Stored data:
┌────────
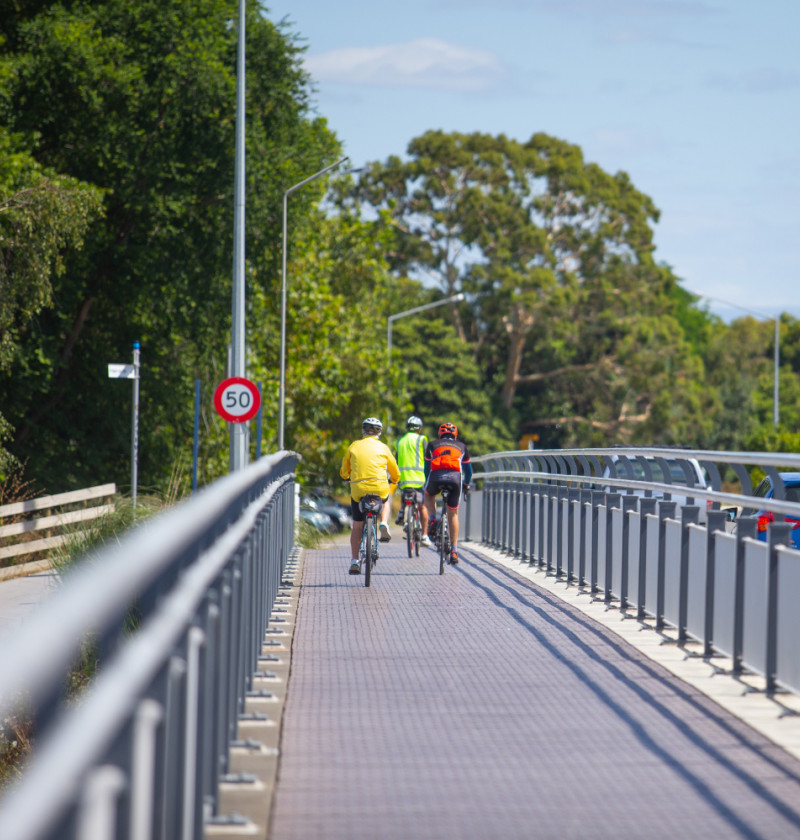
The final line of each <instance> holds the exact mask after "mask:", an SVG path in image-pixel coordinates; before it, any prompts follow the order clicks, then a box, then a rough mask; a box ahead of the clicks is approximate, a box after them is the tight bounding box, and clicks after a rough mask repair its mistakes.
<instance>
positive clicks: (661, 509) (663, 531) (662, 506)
mask: <svg viewBox="0 0 800 840" xmlns="http://www.w3.org/2000/svg"><path fill="white" fill-rule="evenodd" d="M675 508H676V503H675V502H663V501H662V502H659V505H658V569H657V572H656V587H657V588H656V630H662V629H663V628H664V576H665V573H666V550H667V540H666V534H667V520H668V519H674V518H675Z"/></svg>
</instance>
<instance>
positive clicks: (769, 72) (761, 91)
mask: <svg viewBox="0 0 800 840" xmlns="http://www.w3.org/2000/svg"><path fill="white" fill-rule="evenodd" d="M709 84H710V85H711V87H713V88H718V89H720V90H727V91H730V92H731V93H756V94H761V93H778V92H781V91H785V90H795V89H797V88H798V87H800V76H798V74H797V73H793V72H787V71H785V70H780V69H778V68H775V67H759V68H754V69H752V70H745V71H743V72H741V73H739V74H738V75H727V76H725V75H720V74H717V75H714V76H712V77H711V79H710V81H709Z"/></svg>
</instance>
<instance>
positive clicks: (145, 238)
mask: <svg viewBox="0 0 800 840" xmlns="http://www.w3.org/2000/svg"><path fill="white" fill-rule="evenodd" d="M237 6H238V3H237V2H234V0H192V1H191V2H185V0H158V2H156V1H155V0H142V2H138V3H130V2H127V0H102V1H101V2H91V3H89V2H71V3H69V4H58V3H48V4H44V5H43V4H40V3H15V4H14V10H12V11H14V14H12V15H11V16H10V17H9V19H8V32H9V34H8V37H7V40H6V41H5V42H4V43H3V44H1V45H0V59H1V60H2V62H3V67H4V68H6V72H5V73H4V74H3V75H2V76H1V77H0V88H1V89H0V124H5V125H6V126H7V127H8V128H9V130H11V131H13V132H15V133H18V134H21V135H23V136H24V137H26V138H28V139H29V141H30V143H31V153H32V155H33V157H34V158H35V160H36V161H37V163H38V164H39V165H41V166H44V167H47V168H49V169H51V170H53V171H56V172H61V173H66V174H68V175H69V176H71V177H72V178H75V179H78V180H80V181H81V182H84V183H87V184H92V185H94V186H95V187H96V188H98V189H99V190H102V191H103V194H104V208H105V215H104V218H103V220H102V222H100V223H99V224H96V225H95V226H94V227H93V228H92V229H91V231H90V232H89V234H88V235H87V237H86V240H85V244H84V248H83V250H82V251H81V252H80V253H78V254H75V253H72V254H69V255H67V256H66V258H65V260H64V271H63V273H62V274H61V275H60V276H59V277H58V278H57V282H56V283H55V285H54V297H53V301H54V306H53V307H52V308H50V309H48V310H44V311H42V312H41V313H40V314H39V316H38V317H37V321H36V324H35V328H34V326H33V325H31V326H30V327H29V328H28V329H27V330H23V331H21V332H20V336H19V344H20V347H21V348H23V351H22V354H21V356H20V358H18V359H17V360H16V363H15V364H16V369H17V370H18V371H22V372H23V373H24V375H25V376H26V378H27V381H28V382H29V385H30V387H29V388H27V389H25V391H21V390H20V389H15V388H14V387H13V383H12V380H11V378H8V379H4V380H3V381H0V401H2V404H3V406H4V409H6V410H7V412H8V416H9V417H10V418H12V422H13V423H14V425H15V426H16V434H15V439H14V443H13V450H14V452H15V454H17V455H18V456H19V457H20V458H23V459H28V460H29V465H30V469H31V471H32V472H33V473H34V474H35V475H36V476H37V477H38V478H39V479H40V480H41V481H42V482H43V483H44V484H45V485H51V486H52V487H53V488H54V489H63V488H68V487H69V486H81V485H85V484H86V483H90V482H93V481H98V480H109V479H116V480H117V482H118V483H120V484H123V485H124V484H125V481H126V478H127V475H128V474H129V473H128V469H129V464H128V447H127V440H128V437H129V422H130V421H129V411H128V405H129V403H128V399H129V398H128V395H127V393H123V392H122V390H121V389H118V388H116V387H114V386H113V385H112V386H110V385H109V383H108V380H107V378H106V365H107V363H108V362H110V361H117V360H122V359H125V358H127V357H128V354H129V353H130V347H131V343H132V342H133V341H134V340H139V341H140V342H141V345H142V362H143V368H142V370H143V374H142V376H143V378H142V383H141V388H142V390H141V425H140V432H141V445H140V458H141V461H140V476H141V480H142V482H143V484H145V485H150V486H153V485H158V484H159V483H163V482H166V481H167V480H168V477H169V475H170V473H171V470H172V466H173V462H174V460H175V459H176V458H177V456H178V453H180V452H188V451H189V450H190V441H191V431H192V405H193V400H192V396H193V390H194V389H193V380H194V379H195V378H201V379H203V380H204V381H208V380H210V379H213V377H214V376H216V375H218V374H219V372H221V371H224V360H225V356H226V349H225V346H226V343H227V336H228V335H229V334H230V317H231V316H230V309H231V306H230V300H231V292H230V289H231V263H232V256H231V255H232V217H233V170H234V160H233V158H234V146H235V144H234V129H235V113H236V109H235V90H236V79H235V68H236V46H237V32H236V27H235V26H231V22H232V21H235V20H236V17H237V15H236V10H237ZM247 16H248V20H247V42H248V47H247V53H248V106H247V107H248V119H247V132H248V137H247V143H248V218H247V253H248V255H249V256H250V260H251V263H250V266H249V273H248V284H257V286H258V287H260V290H261V291H260V293H261V294H263V296H264V297H265V298H266V299H269V298H271V299H272V300H273V301H275V300H277V298H276V296H275V294H274V291H275V289H276V288H277V285H278V270H277V267H278V265H279V259H280V252H279V247H278V244H279V242H280V207H281V200H280V199H281V194H282V191H283V189H285V186H286V185H287V184H290V183H293V182H294V181H296V180H298V177H297V173H298V172H302V173H304V174H305V173H306V172H307V171H316V170H318V169H319V168H320V167H321V166H322V165H325V164H327V163H329V162H331V161H332V160H334V159H335V156H336V155H337V154H338V152H339V144H338V142H337V141H336V139H335V137H334V136H333V135H332V134H331V133H330V131H329V130H328V128H327V126H326V124H325V121H324V120H322V119H319V118H312V116H311V115H310V113H309V81H308V78H307V77H306V75H305V74H304V72H303V70H302V67H301V64H300V58H301V54H302V50H301V48H300V47H299V46H298V45H297V43H296V42H295V41H294V40H293V39H292V38H291V37H289V36H288V35H287V34H286V33H285V32H284V31H282V30H281V28H279V27H277V26H275V25H273V24H272V23H270V22H269V21H267V20H266V19H265V18H264V17H262V16H261V14H260V10H259V6H258V4H257V3H256V2H254V0H253V1H252V2H248V5H247ZM5 23H6V21H5V20H4V24H5ZM309 200H310V199H309V198H307V197H305V196H299V197H298V200H297V201H295V202H294V203H293V210H294V212H295V213H297V214H302V213H304V212H307V209H308V206H309V205H308V203H307V202H308V201H309ZM254 296H257V294H256V292H255V291H254ZM214 422H216V421H214ZM220 425H221V424H220Z"/></svg>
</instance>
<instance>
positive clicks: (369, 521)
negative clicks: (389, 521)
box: [364, 516, 375, 586]
mask: <svg viewBox="0 0 800 840" xmlns="http://www.w3.org/2000/svg"><path fill="white" fill-rule="evenodd" d="M364 528H365V529H366V531H365V534H366V538H365V542H366V547H365V552H364V553H365V554H366V557H365V558H364V586H369V584H370V580H371V579H372V562H373V560H372V558H373V556H374V551H375V525H374V522H373V518H372V517H371V516H367V517H366V521H365V522H364Z"/></svg>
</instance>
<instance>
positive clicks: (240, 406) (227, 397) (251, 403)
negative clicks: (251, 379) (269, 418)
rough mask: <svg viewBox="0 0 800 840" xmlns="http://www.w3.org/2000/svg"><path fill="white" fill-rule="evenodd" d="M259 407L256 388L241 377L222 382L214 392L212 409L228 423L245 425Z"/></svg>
└────────
◆ **Work instruction**:
Pull out every line of the records above that contains the word "negative".

◆ **Reply**:
negative clicks: (389, 521)
negative clicks: (251, 379) (269, 418)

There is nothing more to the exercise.